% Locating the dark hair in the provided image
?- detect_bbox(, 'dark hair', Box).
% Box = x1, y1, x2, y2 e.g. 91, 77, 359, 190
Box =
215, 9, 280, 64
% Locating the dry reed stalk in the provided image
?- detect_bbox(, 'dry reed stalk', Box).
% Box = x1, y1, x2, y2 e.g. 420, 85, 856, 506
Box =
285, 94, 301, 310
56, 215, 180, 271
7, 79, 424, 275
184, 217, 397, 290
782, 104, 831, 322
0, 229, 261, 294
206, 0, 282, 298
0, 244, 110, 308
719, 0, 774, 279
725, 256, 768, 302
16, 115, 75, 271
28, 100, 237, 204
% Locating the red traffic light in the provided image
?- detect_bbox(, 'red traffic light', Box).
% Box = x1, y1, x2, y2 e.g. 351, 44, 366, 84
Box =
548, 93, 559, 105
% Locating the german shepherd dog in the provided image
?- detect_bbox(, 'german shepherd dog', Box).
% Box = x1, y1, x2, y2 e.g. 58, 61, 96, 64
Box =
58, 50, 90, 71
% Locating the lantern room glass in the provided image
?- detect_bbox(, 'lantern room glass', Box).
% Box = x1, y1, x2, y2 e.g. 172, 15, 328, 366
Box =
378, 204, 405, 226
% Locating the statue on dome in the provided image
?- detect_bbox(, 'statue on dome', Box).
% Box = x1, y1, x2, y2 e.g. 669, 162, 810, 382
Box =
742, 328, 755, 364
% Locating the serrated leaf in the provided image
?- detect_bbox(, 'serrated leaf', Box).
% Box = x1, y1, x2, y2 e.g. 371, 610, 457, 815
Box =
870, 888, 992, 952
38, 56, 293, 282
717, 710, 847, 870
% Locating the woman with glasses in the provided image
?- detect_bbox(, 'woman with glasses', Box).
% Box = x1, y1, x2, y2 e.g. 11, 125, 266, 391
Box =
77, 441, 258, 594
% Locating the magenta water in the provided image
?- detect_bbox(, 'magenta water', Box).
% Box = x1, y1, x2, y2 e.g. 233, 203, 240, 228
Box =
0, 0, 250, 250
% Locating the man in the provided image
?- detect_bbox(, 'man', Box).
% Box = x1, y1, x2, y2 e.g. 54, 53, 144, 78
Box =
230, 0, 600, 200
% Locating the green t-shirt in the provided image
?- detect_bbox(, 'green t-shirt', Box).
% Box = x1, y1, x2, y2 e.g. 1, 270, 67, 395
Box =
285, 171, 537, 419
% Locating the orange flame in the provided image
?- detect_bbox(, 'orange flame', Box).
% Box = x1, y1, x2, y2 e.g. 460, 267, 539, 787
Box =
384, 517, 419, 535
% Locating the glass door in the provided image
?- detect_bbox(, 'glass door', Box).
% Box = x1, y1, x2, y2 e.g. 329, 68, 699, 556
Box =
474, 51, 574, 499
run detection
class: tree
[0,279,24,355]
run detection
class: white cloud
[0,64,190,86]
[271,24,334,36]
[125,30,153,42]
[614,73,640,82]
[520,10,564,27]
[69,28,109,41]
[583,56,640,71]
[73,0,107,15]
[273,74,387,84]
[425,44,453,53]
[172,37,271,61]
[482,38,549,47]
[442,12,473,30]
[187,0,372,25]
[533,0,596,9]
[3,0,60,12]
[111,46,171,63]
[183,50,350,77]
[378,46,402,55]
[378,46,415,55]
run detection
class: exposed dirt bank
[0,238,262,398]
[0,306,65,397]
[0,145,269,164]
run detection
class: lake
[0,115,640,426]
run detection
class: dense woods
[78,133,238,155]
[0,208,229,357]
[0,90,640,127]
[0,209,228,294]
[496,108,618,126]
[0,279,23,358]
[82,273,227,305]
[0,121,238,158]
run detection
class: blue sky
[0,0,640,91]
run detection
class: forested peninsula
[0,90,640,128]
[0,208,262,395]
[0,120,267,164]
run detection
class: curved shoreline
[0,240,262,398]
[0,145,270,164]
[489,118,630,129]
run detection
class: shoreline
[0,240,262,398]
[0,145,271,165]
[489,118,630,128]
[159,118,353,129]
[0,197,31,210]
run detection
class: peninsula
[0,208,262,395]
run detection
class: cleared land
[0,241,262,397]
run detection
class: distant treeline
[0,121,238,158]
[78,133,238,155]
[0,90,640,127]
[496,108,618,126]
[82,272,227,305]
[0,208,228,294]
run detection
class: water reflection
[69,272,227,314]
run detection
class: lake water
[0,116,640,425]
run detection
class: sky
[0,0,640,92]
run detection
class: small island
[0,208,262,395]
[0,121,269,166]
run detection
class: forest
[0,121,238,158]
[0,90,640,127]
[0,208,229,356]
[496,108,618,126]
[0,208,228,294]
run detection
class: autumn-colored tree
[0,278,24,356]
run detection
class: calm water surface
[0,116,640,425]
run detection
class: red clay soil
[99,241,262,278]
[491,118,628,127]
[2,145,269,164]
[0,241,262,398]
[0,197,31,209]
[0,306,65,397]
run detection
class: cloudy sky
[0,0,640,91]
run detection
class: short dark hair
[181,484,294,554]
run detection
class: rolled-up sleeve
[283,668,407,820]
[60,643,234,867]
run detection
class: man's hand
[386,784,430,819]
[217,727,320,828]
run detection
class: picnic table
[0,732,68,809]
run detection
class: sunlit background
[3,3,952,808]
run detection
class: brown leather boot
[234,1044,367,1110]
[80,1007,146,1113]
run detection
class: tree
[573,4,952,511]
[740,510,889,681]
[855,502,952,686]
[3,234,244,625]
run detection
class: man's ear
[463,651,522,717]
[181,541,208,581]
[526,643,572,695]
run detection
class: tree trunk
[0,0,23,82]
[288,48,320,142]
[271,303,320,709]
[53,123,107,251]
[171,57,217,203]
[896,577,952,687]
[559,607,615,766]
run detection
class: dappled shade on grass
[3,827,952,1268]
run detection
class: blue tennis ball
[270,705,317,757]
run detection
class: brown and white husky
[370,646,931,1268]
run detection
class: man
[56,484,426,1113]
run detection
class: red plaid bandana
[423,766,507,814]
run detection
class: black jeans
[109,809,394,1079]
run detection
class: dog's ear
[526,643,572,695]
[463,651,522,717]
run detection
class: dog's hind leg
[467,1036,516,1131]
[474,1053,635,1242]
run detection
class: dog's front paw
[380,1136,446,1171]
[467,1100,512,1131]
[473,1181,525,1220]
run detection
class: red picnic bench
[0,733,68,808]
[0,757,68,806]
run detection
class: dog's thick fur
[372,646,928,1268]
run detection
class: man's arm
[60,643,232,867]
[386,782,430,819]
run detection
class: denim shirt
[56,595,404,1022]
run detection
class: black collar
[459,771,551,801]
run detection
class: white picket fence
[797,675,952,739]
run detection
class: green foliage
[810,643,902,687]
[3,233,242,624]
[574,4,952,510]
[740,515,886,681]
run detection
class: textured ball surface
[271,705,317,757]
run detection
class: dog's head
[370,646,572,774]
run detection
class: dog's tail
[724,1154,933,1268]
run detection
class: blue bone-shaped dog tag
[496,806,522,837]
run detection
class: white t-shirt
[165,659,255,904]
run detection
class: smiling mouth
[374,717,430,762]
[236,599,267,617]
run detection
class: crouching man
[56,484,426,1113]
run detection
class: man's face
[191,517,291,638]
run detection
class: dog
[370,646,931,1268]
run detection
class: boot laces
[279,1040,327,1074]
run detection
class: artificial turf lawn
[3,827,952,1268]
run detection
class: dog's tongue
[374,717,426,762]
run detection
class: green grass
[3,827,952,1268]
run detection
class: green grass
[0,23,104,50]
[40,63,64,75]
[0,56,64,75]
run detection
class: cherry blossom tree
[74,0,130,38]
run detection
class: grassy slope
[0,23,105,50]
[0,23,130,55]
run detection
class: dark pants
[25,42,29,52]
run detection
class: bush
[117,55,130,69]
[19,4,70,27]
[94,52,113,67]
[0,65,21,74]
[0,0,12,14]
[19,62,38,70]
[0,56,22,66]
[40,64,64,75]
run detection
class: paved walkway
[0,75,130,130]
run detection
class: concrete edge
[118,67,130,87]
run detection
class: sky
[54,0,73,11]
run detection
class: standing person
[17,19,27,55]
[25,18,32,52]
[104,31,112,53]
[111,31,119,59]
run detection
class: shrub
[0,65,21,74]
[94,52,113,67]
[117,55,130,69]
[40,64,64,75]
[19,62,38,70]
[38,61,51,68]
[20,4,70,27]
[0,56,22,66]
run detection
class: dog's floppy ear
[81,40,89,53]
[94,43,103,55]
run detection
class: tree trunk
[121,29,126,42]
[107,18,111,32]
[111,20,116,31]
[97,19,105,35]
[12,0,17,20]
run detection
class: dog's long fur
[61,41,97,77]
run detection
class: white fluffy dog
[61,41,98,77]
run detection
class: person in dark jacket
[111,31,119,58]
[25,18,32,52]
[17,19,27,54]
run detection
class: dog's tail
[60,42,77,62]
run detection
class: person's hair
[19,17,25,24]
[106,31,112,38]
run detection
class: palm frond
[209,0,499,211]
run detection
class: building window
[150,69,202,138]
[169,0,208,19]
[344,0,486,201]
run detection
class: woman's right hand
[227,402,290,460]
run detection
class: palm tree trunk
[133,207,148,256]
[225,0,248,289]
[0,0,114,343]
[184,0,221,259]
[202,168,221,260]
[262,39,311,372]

● Prompt:
Rescale the items between the lines holding "dome in the provided image" and "230, 0, 600, 200", inclusive. Reproduce every one of those lines, requests included, but multiply each bounding-box coordinate in the answers by 1.3 and round to the nearest whole number, with halves rounded up. Leave the numbers in the requests and the format samples unchanged.

● Written solution:
% Locating the statue on dome in the provided image
?- detect_bbox(, 'statue on dome', Box).
% Box = x1, y1, x2, y2 e.g. 669, 162, 810, 382
Box =
965, 426, 982, 473
% Locating the serrated leaf in the provided image
?- detect_bbox(, 'serrated leaf', Box).
% Box = x1, y1, x2, y2 e.g. 371, 610, 457, 815
Box =
1131, 1154, 1290, 1238
49, 73, 381, 367
932, 923, 1101, 1131
% Locating the woman with glasses in the provided image
?- detect_bbox(, 'woman with glasses', Box).
% Box = x1, y1, x2, y2 e.g. 11, 125, 266, 391
Box =
100, 573, 335, 772
% Locating the magenta water in the provided image
?- detect_bbox(, 'magenta water', Box).
% Box = x1, y1, x2, y2 e.g. 233, 203, 240, 228
Box =
0, 0, 325, 325
% Locating the man in the provided image
?- detect_bbox(, 'man', Box).
% Box = x1, y1, x2, y2 e.g. 54, 53, 144, 78
Box =
299, 0, 780, 260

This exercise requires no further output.